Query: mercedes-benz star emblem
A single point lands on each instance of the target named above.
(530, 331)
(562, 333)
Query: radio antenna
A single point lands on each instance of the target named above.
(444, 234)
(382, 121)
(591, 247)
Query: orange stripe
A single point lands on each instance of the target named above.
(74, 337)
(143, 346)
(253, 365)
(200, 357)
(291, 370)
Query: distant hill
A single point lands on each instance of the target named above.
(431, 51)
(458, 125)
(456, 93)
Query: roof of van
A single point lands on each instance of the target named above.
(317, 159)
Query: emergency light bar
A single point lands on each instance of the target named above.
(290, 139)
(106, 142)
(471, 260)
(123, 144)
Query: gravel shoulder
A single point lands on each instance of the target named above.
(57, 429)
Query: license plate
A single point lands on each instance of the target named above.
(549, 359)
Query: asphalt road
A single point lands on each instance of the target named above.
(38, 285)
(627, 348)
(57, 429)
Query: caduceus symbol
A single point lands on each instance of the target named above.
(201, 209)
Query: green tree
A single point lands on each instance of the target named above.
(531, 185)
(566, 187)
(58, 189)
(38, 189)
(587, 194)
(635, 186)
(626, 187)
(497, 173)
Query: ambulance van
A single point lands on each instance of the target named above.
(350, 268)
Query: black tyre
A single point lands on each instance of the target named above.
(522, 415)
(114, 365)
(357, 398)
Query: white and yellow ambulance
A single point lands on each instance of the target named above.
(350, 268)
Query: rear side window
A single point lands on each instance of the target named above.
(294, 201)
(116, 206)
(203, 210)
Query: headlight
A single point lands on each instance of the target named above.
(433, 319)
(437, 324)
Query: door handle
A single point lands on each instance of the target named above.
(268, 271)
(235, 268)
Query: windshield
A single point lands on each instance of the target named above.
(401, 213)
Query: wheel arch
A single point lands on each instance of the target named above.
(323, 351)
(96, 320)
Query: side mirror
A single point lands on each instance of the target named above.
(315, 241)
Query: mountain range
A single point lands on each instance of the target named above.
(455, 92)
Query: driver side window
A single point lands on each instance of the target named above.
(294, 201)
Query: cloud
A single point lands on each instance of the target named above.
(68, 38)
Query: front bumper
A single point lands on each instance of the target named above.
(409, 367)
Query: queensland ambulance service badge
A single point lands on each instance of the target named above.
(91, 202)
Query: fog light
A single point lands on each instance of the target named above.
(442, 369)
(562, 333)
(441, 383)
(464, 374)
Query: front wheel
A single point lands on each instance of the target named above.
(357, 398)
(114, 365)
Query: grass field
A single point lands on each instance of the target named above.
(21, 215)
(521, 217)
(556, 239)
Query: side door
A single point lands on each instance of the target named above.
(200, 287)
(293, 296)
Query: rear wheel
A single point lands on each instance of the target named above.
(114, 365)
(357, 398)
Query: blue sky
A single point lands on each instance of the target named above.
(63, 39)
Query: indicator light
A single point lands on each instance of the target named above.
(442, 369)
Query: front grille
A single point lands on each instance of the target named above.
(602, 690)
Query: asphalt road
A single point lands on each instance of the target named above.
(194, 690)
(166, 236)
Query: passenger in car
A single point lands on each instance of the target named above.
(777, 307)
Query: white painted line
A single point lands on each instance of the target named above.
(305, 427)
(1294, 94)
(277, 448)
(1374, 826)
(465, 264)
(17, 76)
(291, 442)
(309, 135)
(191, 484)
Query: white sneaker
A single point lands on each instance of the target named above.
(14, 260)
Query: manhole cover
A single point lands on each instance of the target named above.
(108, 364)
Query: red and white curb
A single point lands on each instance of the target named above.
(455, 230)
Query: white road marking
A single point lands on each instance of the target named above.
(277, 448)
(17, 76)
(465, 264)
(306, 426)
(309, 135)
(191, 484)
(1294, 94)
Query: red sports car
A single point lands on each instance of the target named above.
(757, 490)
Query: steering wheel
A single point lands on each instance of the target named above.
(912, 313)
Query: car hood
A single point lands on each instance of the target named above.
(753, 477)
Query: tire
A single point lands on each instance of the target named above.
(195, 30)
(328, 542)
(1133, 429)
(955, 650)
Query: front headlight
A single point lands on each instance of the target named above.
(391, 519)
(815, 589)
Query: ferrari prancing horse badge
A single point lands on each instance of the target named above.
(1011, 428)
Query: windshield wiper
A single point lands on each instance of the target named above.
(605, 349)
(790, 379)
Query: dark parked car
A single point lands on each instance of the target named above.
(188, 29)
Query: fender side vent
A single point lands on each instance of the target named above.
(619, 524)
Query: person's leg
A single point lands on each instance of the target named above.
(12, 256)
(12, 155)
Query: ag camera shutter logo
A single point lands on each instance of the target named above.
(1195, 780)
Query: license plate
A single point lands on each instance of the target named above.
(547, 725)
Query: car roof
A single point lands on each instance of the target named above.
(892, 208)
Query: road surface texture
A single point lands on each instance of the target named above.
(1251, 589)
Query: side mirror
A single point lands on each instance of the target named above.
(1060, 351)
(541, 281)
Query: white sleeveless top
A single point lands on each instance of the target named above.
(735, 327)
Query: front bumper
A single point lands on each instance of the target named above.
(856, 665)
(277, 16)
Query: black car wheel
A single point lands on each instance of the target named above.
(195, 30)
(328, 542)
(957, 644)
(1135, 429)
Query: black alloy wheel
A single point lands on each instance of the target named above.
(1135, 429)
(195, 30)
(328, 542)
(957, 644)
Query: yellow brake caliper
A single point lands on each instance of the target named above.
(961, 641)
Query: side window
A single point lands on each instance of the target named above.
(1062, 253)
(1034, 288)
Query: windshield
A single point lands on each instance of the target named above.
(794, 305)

----

Exercise aim: With the line that has "Query: emergency light bar" as the first and the line that has "Query: headlight" as the last, repeat exactly that run of lines above and no more.

Exercise result:
Query: emergency light bar
A single point lands on each instance of the target named above.
(290, 139)
(106, 142)
(471, 260)
(123, 144)
Query: gravel shoulder
A single point lands on each instance of the target named above.
(57, 429)
Query: license plate
A single point lands on each instance of the target named above.
(549, 359)
Query: asphalt road
A single point lands on each instance of the target named above.
(38, 285)
(627, 348)
(57, 429)
Query: caduceus symbol
A single point lands on each instance of the target named above.
(201, 209)
Query: green tree
A single point lands on each instance of the target named above.
(531, 185)
(566, 187)
(58, 189)
(38, 189)
(587, 194)
(635, 186)
(626, 187)
(497, 173)
Query: ambulance van
A single point lands on each instance of the target named above.
(350, 268)
Query: black tyre
A single point lands on each instance of the target named above.
(522, 415)
(114, 365)
(357, 398)
Query: white and yellow ambulance
A single point lands on each instance of the target named above.
(350, 268)
Query: rear side window
A single point lands on each instance of the target named above.
(294, 201)
(116, 206)
(203, 210)
Query: headlight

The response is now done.